■ Task details: Gather every line in the rows below that contains the string "jacket", copying each one in full.

Contour labeling items:
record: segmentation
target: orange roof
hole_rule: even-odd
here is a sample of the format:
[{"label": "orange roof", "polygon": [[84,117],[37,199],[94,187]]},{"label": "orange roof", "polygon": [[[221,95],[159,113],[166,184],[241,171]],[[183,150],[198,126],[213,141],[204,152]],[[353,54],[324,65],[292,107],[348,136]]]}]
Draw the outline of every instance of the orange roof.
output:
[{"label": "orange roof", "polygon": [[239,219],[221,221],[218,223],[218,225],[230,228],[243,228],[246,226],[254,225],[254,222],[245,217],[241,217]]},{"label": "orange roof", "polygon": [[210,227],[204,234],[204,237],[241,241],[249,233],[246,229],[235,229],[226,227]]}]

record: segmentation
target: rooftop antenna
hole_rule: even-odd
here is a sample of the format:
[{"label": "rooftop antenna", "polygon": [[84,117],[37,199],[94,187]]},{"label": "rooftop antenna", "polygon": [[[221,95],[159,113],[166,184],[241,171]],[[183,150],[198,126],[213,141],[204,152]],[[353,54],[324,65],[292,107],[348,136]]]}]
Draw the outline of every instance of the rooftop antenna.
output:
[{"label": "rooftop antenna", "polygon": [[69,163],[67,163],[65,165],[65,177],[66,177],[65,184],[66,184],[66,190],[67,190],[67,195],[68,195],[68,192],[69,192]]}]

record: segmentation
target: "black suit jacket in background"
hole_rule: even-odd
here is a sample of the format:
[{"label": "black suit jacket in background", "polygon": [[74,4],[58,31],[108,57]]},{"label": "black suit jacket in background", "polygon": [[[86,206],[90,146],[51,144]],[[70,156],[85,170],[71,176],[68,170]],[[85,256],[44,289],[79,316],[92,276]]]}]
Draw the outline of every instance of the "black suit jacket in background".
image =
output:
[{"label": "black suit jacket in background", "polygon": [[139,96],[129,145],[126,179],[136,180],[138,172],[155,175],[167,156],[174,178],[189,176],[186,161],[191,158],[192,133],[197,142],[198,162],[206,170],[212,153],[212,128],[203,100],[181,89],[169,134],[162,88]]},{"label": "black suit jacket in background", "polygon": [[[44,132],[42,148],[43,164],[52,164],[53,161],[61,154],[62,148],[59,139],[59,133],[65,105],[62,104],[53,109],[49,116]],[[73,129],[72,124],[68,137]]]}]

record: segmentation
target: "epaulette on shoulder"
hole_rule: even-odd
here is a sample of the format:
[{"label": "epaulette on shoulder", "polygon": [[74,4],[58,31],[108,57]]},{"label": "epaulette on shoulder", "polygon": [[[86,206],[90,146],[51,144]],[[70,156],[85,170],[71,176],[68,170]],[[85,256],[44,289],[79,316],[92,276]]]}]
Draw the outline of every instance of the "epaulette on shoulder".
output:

■ Exercise result:
target: "black suit jacket in background"
[{"label": "black suit jacket in background", "polygon": [[74,4],[58,31],[108,57]]},{"label": "black suit jacket in background", "polygon": [[[86,206],[90,146],[51,144]],[[70,156],[85,170],[71,176],[68,170]],[[85,256],[44,289],[79,316],[92,276]]]}]
Draw the outline of every instance of the "black suit jacket in background".
[{"label": "black suit jacket in background", "polygon": [[139,96],[129,145],[126,179],[136,180],[138,172],[155,175],[167,156],[174,178],[189,176],[186,161],[191,158],[192,133],[197,142],[198,162],[206,170],[212,153],[212,128],[203,100],[181,89],[169,134],[162,88]]},{"label": "black suit jacket in background", "polygon": [[[44,132],[42,148],[43,164],[52,164],[53,161],[61,154],[62,148],[59,139],[59,133],[65,105],[62,104],[53,109],[49,116]],[[73,129],[72,124],[68,137]]]}]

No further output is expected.